====== EXERCISE MATERIAL ======

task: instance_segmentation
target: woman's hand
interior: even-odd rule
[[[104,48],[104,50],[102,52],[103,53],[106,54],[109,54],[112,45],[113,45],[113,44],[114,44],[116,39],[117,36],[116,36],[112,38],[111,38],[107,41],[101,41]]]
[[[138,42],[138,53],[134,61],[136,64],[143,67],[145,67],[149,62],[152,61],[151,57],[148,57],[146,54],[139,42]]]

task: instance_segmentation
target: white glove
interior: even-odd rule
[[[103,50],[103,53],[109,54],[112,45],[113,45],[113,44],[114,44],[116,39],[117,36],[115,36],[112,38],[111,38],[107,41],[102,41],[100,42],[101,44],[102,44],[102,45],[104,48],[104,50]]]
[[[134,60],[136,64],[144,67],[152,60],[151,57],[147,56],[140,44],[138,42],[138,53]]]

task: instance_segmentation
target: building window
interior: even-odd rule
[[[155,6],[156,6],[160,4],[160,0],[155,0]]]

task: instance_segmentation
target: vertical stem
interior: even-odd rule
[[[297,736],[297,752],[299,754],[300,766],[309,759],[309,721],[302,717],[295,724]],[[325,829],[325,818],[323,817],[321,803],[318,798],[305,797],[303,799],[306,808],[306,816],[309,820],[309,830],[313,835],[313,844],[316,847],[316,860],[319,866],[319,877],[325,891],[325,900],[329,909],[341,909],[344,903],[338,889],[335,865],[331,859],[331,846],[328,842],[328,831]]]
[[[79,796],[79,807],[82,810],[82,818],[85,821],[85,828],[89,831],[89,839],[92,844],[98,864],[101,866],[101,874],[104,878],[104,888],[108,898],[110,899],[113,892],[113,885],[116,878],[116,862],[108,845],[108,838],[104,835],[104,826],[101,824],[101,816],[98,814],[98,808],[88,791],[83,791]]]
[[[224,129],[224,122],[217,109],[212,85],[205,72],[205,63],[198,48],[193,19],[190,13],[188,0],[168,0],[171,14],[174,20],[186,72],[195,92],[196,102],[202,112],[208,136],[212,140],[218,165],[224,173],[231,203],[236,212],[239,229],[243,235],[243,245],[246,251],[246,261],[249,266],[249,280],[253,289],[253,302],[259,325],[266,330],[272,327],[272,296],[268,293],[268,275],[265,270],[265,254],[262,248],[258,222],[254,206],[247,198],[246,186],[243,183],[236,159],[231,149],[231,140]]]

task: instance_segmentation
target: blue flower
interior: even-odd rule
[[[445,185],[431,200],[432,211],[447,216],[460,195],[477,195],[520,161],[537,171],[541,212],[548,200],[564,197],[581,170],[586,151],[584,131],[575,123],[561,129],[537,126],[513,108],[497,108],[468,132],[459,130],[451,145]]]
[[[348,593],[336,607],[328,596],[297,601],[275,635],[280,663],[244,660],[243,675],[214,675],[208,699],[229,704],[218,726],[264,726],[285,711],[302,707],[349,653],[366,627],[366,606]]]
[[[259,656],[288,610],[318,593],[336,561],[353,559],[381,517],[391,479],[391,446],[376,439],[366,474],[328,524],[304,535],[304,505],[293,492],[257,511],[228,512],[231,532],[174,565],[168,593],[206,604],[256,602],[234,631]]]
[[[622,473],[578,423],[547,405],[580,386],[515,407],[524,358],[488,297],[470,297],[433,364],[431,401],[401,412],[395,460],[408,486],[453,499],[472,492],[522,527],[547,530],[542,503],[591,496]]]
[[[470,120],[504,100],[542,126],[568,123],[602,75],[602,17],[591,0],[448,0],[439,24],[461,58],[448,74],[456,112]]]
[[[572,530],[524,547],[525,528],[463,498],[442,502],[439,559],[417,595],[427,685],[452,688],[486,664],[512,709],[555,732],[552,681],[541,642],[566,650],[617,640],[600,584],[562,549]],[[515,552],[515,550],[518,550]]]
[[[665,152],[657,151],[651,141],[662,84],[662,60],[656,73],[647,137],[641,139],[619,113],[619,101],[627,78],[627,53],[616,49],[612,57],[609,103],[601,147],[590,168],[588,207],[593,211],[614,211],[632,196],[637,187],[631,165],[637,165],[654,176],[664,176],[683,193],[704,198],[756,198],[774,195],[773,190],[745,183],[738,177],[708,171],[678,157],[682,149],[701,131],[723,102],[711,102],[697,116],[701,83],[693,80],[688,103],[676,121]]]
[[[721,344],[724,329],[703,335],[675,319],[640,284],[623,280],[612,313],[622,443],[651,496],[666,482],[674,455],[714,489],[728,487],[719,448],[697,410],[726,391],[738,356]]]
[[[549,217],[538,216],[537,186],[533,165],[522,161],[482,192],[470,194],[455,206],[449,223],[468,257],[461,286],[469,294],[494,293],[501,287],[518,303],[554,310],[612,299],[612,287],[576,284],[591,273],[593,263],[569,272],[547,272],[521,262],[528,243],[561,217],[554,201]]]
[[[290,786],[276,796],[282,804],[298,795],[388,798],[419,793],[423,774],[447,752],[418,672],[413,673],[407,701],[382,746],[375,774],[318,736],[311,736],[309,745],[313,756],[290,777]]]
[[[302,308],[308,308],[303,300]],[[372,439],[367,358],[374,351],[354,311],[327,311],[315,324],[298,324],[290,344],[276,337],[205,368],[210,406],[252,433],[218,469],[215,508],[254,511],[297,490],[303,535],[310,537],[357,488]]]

======

### [EXERCISE GOAL]
Put each nonblank line of the material above into a Markdown table with the columns "Row" and "Line", numbering the rows in order.

### [ANSWER BELOW]
| Row | Line |
|---|---|
| 1 | task: instance_segmentation |
| 2 | target: woman's hand |
| 3 | interior: even-odd rule |
| 4 | [[[104,48],[104,50],[102,52],[103,53],[106,54],[109,54],[112,45],[113,45],[113,44],[114,44],[116,39],[117,36],[116,36],[112,38],[111,38],[107,41],[101,41]]] |
| 5 | [[[138,42],[138,53],[134,61],[136,64],[143,67],[145,67],[149,62],[152,61],[151,57],[148,57],[146,54],[139,42]]] |
| 6 | task: instance_segmentation |
| 7 | target: white glove |
| 8 | interior: even-odd rule |
| 9 | [[[103,50],[103,53],[109,54],[112,45],[113,45],[113,44],[114,44],[116,39],[117,36],[115,36],[112,38],[111,38],[107,41],[102,41],[100,42],[101,44],[102,44],[102,45],[104,48],[104,50]]] |
| 10 | [[[134,60],[136,64],[144,67],[152,60],[151,57],[147,56],[140,44],[138,42],[138,53]]] |
| 11 | task: instance_segmentation |
| 12 | target: building window |
| 13 | interior: even-odd rule |
| 14 | [[[155,6],[156,6],[160,4],[160,0],[155,0]]] |
| 15 | task: instance_segmentation |
| 16 | target: vertical stem |
| 17 | interior: even-odd rule |
| 18 | [[[297,736],[297,752],[299,754],[300,766],[309,759],[309,721],[302,717],[295,724]],[[325,829],[325,818],[323,817],[321,803],[318,798],[305,797],[303,799],[306,808],[306,816],[309,820],[309,830],[313,835],[313,844],[316,847],[316,860],[319,866],[319,877],[325,891],[325,900],[329,909],[341,909],[344,903],[338,889],[335,865],[331,859],[331,846],[328,842],[328,831]]] |
| 19 | [[[79,796],[79,807],[82,810],[82,818],[85,821],[85,828],[89,831],[89,839],[92,844],[98,864],[101,866],[101,874],[104,878],[104,888],[108,898],[110,899],[113,892],[113,885],[116,878],[116,862],[108,845],[108,838],[104,835],[104,826],[101,824],[101,816],[98,814],[98,808],[88,791],[83,791]]] |
| 20 | [[[224,129],[224,122],[217,109],[212,85],[205,72],[205,63],[198,48],[193,19],[190,13],[188,0],[168,0],[171,14],[174,20],[186,72],[195,92],[196,102],[202,112],[208,136],[212,140],[218,165],[224,173],[231,203],[236,212],[239,229],[243,235],[243,245],[246,251],[246,261],[249,266],[249,280],[253,289],[253,302],[259,325],[266,330],[272,327],[272,296],[268,293],[268,275],[265,270],[265,254],[262,248],[258,222],[254,206],[247,198],[246,186],[243,183],[236,159],[231,149],[231,140]]] |
| 21 | task: instance_segmentation |
| 22 | target: blue flower |
| 23 | interior: even-odd rule |
| 24 | [[[445,185],[431,200],[432,211],[447,216],[460,195],[477,195],[520,161],[537,171],[541,212],[548,200],[564,197],[581,170],[586,151],[584,131],[575,123],[561,129],[537,126],[513,108],[497,108],[468,132],[459,130],[451,145]]] |
| 25 | [[[348,593],[336,607],[328,596],[297,601],[275,635],[280,663],[244,660],[243,675],[214,675],[208,699],[229,704],[218,726],[264,726],[285,711],[302,707],[349,653],[366,627],[366,606]]] |
| 26 | [[[259,656],[288,610],[318,593],[336,561],[353,559],[381,517],[391,479],[391,446],[376,439],[366,474],[328,524],[304,535],[304,505],[293,492],[257,511],[228,512],[231,532],[174,565],[168,593],[206,604],[256,602],[234,631]]] |
| 27 | [[[622,473],[578,423],[547,405],[580,386],[515,407],[524,358],[488,297],[470,297],[433,364],[431,401],[401,412],[395,460],[408,486],[453,499],[472,492],[522,527],[547,530],[542,503],[591,496]]] |
| 28 | [[[470,120],[504,100],[542,126],[568,123],[602,75],[602,17],[591,0],[448,0],[439,24],[461,58],[448,74],[456,112]]] |
| 29 | [[[572,530],[524,547],[525,528],[463,498],[442,502],[439,559],[417,595],[427,685],[452,688],[486,664],[512,709],[555,732],[552,681],[541,642],[566,650],[617,640],[600,584],[562,549]],[[515,552],[515,550],[518,550]]] |
| 30 | [[[665,152],[657,151],[651,141],[662,84],[662,60],[656,73],[647,137],[641,139],[619,113],[619,101],[627,78],[627,53],[616,49],[612,57],[609,103],[601,147],[590,168],[588,207],[593,211],[614,211],[632,196],[637,187],[631,165],[637,165],[654,176],[664,176],[683,193],[704,198],[756,198],[774,195],[773,190],[745,183],[738,177],[708,171],[678,157],[682,149],[701,131],[723,102],[711,102],[697,116],[701,83],[693,80],[688,103],[676,121]]] |
| 31 | [[[721,344],[724,329],[703,335],[675,319],[640,284],[623,280],[612,313],[622,443],[651,496],[666,482],[674,455],[714,489],[728,487],[719,448],[697,410],[726,391],[738,356]]] |
| 32 | [[[549,217],[538,216],[537,186],[533,165],[522,161],[482,192],[470,194],[455,206],[449,223],[468,257],[461,286],[469,294],[494,293],[501,287],[518,303],[554,310],[612,299],[612,287],[576,284],[591,273],[593,263],[569,272],[547,272],[521,262],[528,243],[561,217],[554,201]]] |
| 33 | [[[290,786],[276,796],[282,804],[298,795],[388,798],[419,793],[423,774],[447,752],[418,672],[413,673],[407,701],[382,746],[375,774],[318,736],[311,736],[309,745],[313,756],[290,777]]] |
| 34 | [[[302,308],[308,308],[303,300]],[[372,439],[367,358],[374,351],[354,311],[327,311],[315,324],[298,324],[290,344],[276,337],[205,368],[210,406],[252,433],[218,469],[215,508],[254,511],[297,490],[303,535],[310,537],[357,488]]] |